**OPDRACHT 1:**
Beantwoord met de tekst over de fietstocht door Bourgogne de volgende vragen:
(a) Vanaf welke plaats gaat de route geleidelijk omhoog?
(b) Hoe lang is de tunnel en tussen welke jaren werd hij gegraven?
(c) In welk jaar werd de elektrische boot in gebruik genomen?
**OPDRACHT 2:** Geef het stuk uit de tekst over de fietstocht door Bourgogne letterlijk weer, van "19 juni 2025" tot en met "te vinden zijn.".

**TEKSTBLOK:**
::::

19 juni 2025
Ook tijdens de fietstocht door Bourgogne schreef ik Och Hedens. Ik heb ze alleen niet onmiddellijk op internet gezet. Nu ik weer thuis ben, kijkt Mente ze nog even na en zoek ik er een foto bij. Ik plaats ze in groepjes, chronologisch, waarbij de laatst gedateerde bovenaan komt te staan. Dat betekent dat er onder het stukje bovenaan een of meer andere nieuw gepubliceerde te vinden zijn.

Vanaf Beaune gaan we geleidelijk omhoog, vals plat, waar we wel iets maar niet bijzonder veel van merken. Dit duurt tot Pouilly-en-Auxois. Daar krijgen we te maken met een venijnig stukje waarvan me al klimmend niet eens helemaal duidelijk is waar we dat klimmen aan te danken hebben. De grote waterscheiding die het stroomgebied van Europa van Gibraltar tot de Kaspische zee in tweeën deelt of is het de A38 die we over moeten? Als we dat laatste voor elkaar hebben komen we in de wereld van de grote waterscheiding. Het kanaal dat we al zolang volgen en dat maar iets lager ligt dan de paden waarover wij fietsen lijkt de diepte in te gaan. Het wordt een diepe smalle geul die eindigt in een tunnel. Eentje van 3333 meter lang, gegraven tussen 1826 en 1832. Wij zijn er van onder de indruk. Terwijl wij alleen maar de opening van de tunnel zien. Tegelijkertijd weten we dat we even later over die tunnel rijden, op het verste punt zelfs vijftig meter onder ons. Om de zoveel meter passeren we een stenen cilinder bedoeld voor de luchtventilatie in de tunnel. De vele plezierboten die we onderweg tegenkomen gaan dus naar deze tunnel of ze komen er vandaan. Ik vraag me af of iedereen dat wel durft, die tunnel door. Drie kilometer duurt lang als je vast niet
meer dan 15 km per uur mag varen in zo’n smalle buis, minder dan vijf meter breed. Zouden er mensen zijn die van de boot stappen om het stuk te gaan lopen? En dan vroeger, toen boten nog niet gemotoriseerd waren. Een paard ervoor, zoals bij een trekschuit, was niet mogelijk. Er werd gewerkt met kabels en bomen. Later werden boten getrokken door een boot op stoom en onderweg zien we ook nog de elektrische boot die daarvoor in 1893 in gebruik werd genomen, toen de tunnel er dus al zestig jaar was. Die tentoongestelde schuit deed bijna een eeuw lang dienst.

::::

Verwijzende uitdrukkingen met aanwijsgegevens
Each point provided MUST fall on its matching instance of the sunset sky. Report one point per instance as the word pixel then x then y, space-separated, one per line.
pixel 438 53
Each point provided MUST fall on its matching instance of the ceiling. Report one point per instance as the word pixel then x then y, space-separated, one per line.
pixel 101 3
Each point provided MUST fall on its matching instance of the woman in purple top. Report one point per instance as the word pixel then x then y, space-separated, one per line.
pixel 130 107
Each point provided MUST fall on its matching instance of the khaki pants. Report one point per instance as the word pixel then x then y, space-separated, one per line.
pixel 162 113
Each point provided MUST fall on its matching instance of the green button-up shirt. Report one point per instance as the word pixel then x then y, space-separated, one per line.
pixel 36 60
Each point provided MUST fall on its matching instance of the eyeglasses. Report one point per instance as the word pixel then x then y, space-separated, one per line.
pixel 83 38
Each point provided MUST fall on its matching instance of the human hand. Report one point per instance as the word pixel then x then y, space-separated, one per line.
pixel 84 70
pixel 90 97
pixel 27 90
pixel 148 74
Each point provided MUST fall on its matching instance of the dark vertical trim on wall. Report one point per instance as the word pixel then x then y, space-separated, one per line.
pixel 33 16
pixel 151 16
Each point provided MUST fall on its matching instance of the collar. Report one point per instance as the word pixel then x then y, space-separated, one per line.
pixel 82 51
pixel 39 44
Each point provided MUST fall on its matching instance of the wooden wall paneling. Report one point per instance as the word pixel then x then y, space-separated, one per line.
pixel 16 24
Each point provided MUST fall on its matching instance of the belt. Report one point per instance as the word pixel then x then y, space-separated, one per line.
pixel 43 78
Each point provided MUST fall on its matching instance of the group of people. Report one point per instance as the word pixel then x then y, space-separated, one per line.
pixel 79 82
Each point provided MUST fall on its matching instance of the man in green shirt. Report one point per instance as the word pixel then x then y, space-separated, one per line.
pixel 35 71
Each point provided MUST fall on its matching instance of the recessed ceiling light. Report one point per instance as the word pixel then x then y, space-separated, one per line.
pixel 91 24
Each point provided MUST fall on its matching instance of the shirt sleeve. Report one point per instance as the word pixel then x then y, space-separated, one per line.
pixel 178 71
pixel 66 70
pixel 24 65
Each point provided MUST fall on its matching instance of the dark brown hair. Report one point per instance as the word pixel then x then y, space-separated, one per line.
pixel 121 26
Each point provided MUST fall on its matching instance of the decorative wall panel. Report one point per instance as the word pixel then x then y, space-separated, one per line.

::::

**UITWERKING 1:**
(a) Vanaf Beaune.
(b) De tunnel is 3333 meter lang en werd gegraven tussen 1826 en 1832.
(c) In 1893.

**UITWERKING 2:**
19 juni 2025
Ook tijdens de fietstocht door Bourgogne schreef ik Och Hedens. Ik heb ze alleen niet onmiddellijk op internet gezet. Nu ik weer thuis ben, kijkt Mente ze nog even na en zoek ik er een foto bij. Ik plaats ze in groepjes, chronologisch, waarbij de laatst gedateerde bovenaan komt te staan. Dat betekent dat er onder het stukje bovenaan een of meer andere nieuw gepubliceerde te vinden zijn.